▶ **Goal of the exercise**
Lines before the one containing "For every instance of the green foliage" are left out; copy that line and every later line through the end of the data exactly.
### Items
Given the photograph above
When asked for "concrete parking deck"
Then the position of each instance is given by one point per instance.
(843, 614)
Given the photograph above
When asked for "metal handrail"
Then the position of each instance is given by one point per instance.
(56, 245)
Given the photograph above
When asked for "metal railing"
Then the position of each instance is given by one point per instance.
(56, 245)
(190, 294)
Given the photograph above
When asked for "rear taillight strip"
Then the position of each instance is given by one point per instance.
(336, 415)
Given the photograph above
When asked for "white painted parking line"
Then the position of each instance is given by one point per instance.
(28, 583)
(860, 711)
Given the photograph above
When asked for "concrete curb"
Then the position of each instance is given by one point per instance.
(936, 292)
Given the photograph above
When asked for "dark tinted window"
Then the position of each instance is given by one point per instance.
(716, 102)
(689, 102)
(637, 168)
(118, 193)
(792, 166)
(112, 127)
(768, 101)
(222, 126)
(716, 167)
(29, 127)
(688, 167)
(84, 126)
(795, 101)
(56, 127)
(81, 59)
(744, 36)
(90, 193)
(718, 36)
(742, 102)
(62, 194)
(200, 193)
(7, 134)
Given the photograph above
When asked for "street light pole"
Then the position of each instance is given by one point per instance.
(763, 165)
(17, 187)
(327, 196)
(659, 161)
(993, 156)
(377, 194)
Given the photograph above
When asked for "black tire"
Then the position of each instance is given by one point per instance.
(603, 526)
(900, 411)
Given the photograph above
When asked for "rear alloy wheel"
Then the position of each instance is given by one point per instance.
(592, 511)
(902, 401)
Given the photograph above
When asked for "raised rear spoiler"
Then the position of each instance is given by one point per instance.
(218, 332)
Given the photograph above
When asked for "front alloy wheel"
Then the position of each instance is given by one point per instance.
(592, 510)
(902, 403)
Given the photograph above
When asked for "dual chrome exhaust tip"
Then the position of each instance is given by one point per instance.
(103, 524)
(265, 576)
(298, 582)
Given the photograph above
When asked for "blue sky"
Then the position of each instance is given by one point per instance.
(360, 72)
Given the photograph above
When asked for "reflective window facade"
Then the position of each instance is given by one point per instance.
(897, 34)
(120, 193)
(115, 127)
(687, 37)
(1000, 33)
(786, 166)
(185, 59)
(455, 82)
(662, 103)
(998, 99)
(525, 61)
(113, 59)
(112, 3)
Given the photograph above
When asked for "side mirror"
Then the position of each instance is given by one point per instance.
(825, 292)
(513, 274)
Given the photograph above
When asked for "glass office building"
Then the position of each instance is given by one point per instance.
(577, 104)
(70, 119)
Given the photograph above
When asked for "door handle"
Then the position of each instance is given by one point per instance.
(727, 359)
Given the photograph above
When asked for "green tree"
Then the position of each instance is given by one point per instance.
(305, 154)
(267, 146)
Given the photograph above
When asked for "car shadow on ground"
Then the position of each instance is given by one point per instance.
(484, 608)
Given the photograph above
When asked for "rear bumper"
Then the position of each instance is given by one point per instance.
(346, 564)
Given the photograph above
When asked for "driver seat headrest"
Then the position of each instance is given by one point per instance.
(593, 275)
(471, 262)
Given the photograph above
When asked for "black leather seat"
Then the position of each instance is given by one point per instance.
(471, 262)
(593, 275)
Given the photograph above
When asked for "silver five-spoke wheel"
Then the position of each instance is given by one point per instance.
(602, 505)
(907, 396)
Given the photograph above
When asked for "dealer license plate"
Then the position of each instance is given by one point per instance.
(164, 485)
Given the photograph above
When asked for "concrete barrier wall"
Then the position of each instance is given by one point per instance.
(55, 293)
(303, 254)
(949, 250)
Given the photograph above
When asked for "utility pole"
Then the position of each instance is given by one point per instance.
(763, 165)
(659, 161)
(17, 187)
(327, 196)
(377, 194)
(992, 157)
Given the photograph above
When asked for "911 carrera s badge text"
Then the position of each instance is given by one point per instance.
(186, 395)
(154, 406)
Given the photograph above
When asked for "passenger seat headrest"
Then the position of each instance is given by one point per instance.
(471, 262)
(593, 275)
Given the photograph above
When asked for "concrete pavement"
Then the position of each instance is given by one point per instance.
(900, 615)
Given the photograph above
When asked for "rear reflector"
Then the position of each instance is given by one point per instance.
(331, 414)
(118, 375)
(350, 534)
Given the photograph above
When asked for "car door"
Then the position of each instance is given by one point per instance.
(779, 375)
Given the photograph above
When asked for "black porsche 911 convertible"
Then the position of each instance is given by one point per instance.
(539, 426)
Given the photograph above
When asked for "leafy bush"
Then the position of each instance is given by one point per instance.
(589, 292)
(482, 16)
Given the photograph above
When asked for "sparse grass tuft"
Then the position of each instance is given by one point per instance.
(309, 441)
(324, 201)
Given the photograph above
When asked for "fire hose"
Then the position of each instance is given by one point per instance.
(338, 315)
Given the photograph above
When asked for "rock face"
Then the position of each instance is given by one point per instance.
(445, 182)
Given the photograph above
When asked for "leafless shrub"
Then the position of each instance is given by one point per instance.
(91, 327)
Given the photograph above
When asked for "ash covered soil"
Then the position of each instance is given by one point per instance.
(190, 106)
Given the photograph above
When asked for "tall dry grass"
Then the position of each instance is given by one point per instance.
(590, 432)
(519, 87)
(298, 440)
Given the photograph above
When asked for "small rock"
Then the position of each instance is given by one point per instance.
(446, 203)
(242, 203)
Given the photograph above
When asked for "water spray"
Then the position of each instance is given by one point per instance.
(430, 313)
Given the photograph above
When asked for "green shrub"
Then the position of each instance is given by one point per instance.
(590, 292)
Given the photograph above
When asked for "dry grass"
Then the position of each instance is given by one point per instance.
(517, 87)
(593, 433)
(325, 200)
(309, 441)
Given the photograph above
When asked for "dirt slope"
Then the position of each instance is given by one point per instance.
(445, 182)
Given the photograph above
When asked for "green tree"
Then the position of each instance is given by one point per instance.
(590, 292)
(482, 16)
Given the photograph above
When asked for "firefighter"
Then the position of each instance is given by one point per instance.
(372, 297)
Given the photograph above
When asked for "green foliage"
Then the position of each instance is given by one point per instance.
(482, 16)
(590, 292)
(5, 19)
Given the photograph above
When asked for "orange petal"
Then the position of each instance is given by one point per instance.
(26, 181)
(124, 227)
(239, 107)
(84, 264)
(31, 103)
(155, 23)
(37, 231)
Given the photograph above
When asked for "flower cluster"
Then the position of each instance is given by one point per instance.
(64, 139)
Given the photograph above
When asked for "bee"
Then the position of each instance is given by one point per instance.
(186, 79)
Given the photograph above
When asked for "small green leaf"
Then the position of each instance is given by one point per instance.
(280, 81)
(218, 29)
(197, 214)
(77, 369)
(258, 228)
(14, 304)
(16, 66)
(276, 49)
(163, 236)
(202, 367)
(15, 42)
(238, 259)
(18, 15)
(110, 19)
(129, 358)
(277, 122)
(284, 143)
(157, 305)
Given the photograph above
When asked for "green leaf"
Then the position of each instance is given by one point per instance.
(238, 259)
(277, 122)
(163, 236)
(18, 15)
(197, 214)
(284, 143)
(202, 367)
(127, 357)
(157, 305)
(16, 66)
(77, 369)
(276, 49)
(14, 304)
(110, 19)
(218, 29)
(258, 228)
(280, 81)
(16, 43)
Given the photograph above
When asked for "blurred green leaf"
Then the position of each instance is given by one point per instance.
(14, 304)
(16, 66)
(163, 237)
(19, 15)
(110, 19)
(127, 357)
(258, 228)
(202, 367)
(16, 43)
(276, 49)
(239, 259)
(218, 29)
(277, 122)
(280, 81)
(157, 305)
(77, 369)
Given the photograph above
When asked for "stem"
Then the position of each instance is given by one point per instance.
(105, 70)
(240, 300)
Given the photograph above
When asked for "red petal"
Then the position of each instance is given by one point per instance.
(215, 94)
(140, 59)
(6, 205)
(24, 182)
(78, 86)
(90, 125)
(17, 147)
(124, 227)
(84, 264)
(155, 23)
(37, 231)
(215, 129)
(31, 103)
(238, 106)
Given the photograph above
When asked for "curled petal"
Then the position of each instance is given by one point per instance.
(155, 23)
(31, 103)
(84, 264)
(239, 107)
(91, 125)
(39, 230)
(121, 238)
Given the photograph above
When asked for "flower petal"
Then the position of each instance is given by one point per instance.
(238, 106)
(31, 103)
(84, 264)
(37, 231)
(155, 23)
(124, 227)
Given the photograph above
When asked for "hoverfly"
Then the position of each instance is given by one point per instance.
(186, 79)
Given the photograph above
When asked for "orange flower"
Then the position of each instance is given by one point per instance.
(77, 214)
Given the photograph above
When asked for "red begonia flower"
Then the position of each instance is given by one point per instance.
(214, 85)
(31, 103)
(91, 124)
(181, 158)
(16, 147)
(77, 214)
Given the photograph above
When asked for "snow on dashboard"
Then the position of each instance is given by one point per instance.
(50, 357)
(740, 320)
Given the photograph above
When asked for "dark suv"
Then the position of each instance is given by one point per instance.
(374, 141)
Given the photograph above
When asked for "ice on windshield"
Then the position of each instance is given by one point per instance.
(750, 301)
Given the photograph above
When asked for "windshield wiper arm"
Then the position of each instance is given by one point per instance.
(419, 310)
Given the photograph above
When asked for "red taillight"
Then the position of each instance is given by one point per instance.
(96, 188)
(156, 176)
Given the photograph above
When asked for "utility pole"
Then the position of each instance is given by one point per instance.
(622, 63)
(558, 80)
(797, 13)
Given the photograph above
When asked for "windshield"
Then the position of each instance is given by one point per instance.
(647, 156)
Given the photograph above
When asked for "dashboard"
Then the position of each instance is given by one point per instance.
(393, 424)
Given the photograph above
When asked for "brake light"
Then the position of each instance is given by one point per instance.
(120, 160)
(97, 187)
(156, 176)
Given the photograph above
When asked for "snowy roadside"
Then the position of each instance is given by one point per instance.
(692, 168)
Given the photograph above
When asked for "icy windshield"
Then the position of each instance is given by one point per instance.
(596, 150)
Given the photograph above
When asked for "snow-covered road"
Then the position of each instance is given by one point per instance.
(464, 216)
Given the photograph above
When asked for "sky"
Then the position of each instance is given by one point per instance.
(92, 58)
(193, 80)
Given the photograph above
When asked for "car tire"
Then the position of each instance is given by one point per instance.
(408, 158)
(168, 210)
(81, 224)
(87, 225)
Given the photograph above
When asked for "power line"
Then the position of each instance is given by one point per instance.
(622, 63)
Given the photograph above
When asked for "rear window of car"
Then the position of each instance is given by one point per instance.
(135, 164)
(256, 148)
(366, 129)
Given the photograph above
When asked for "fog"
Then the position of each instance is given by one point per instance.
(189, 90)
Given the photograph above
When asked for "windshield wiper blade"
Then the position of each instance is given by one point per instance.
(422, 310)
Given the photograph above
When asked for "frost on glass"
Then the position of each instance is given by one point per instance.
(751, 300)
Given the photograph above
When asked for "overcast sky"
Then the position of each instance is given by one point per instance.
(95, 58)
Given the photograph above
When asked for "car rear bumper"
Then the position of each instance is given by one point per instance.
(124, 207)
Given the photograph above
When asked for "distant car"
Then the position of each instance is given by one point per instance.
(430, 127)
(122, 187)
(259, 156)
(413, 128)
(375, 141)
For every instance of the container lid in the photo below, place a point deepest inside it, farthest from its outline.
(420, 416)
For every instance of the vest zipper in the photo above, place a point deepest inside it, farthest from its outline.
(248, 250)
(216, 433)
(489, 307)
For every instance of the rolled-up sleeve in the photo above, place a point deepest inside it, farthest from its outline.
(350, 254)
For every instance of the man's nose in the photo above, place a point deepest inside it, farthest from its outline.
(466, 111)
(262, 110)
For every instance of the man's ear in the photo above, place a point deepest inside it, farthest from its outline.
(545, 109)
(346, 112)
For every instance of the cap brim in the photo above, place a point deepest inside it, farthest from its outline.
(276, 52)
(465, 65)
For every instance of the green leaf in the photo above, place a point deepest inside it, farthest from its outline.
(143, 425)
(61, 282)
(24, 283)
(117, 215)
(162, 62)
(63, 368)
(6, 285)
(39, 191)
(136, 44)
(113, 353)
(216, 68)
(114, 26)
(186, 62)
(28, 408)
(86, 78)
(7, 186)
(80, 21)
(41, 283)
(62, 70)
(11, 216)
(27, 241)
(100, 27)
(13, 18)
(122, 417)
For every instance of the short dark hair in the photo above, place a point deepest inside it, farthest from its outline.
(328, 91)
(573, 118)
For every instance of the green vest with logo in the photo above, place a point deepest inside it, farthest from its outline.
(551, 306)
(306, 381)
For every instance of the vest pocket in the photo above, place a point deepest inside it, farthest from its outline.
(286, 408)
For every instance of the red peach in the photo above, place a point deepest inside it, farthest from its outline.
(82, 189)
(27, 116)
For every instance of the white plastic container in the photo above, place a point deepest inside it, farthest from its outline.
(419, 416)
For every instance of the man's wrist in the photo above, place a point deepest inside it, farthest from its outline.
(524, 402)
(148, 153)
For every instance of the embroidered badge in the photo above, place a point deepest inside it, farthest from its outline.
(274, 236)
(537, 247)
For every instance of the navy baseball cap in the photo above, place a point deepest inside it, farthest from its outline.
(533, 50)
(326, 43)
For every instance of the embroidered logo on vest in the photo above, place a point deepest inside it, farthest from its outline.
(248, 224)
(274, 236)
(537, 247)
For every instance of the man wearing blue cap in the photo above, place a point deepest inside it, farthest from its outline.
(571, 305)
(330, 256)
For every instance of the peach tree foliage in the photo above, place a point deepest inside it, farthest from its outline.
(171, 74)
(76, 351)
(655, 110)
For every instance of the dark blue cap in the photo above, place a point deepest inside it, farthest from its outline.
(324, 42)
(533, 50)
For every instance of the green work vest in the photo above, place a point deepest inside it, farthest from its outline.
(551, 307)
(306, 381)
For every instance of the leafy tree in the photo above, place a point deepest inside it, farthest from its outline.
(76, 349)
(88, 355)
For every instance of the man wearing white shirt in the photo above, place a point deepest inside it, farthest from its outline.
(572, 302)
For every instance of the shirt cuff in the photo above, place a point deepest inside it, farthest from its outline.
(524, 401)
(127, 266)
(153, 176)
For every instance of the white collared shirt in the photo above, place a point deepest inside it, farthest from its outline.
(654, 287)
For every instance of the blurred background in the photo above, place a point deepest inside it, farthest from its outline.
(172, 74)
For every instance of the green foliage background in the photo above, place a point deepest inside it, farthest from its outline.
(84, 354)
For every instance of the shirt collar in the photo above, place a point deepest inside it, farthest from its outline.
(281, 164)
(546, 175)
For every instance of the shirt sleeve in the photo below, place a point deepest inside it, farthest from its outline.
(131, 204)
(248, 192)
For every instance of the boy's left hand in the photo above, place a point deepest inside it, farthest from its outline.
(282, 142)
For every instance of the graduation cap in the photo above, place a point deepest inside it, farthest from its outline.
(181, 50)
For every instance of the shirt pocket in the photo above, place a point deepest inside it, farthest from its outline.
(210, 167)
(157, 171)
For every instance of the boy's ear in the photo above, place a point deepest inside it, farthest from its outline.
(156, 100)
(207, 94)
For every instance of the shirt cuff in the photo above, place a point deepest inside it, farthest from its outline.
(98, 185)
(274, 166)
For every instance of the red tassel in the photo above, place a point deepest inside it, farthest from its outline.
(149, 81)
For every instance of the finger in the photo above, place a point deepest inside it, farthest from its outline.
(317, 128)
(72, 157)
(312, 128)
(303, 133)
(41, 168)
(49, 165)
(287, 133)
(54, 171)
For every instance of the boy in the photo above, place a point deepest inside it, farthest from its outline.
######
▶ **The response**
For every instance of the green foliage background in the photo above, place a point deepest inside it, farthest from its outline.
(84, 354)
For every instance of the shirt collar in the photo above, place a point deepest inside it, farthest from its outline.
(281, 164)
(546, 175)
For every instance of the shirt sleeve in the photo below, place a point deepest inside it, farthest from its outline.
(131, 204)
(248, 192)
For every instance of the boy's left hand in the photo above, place a point deepest inside it, farthest from its outline.
(282, 142)
For every instance of the graduation cap in the photo above, place a point deepest inside it, farthest from its outline.
(181, 50)
For every instance of the shirt pocket in the photo above, place a point deepest inside it, farthest from its outline.
(210, 167)
(157, 171)
For every instance of the boy's ear in the photo above, place a point deepest inside it, farthest from its outline.
(156, 100)
(207, 94)
For every instance of the shirt cuff in the photo above, place a point deepest inside it, farthest from its outline.
(98, 185)
(274, 166)
For every instance of the red tassel in the photo above, place a point deepest inside it, farthest from its outline.
(149, 81)
For every instance of the finger in the photo above, place a point deepest inside it, farthest from its outline.
(317, 128)
(72, 157)
(312, 128)
(303, 133)
(41, 168)
(49, 165)
(287, 133)
(54, 171)
For every instance of the boy in the photo above, place a point deepest inside it, farthest from its outline.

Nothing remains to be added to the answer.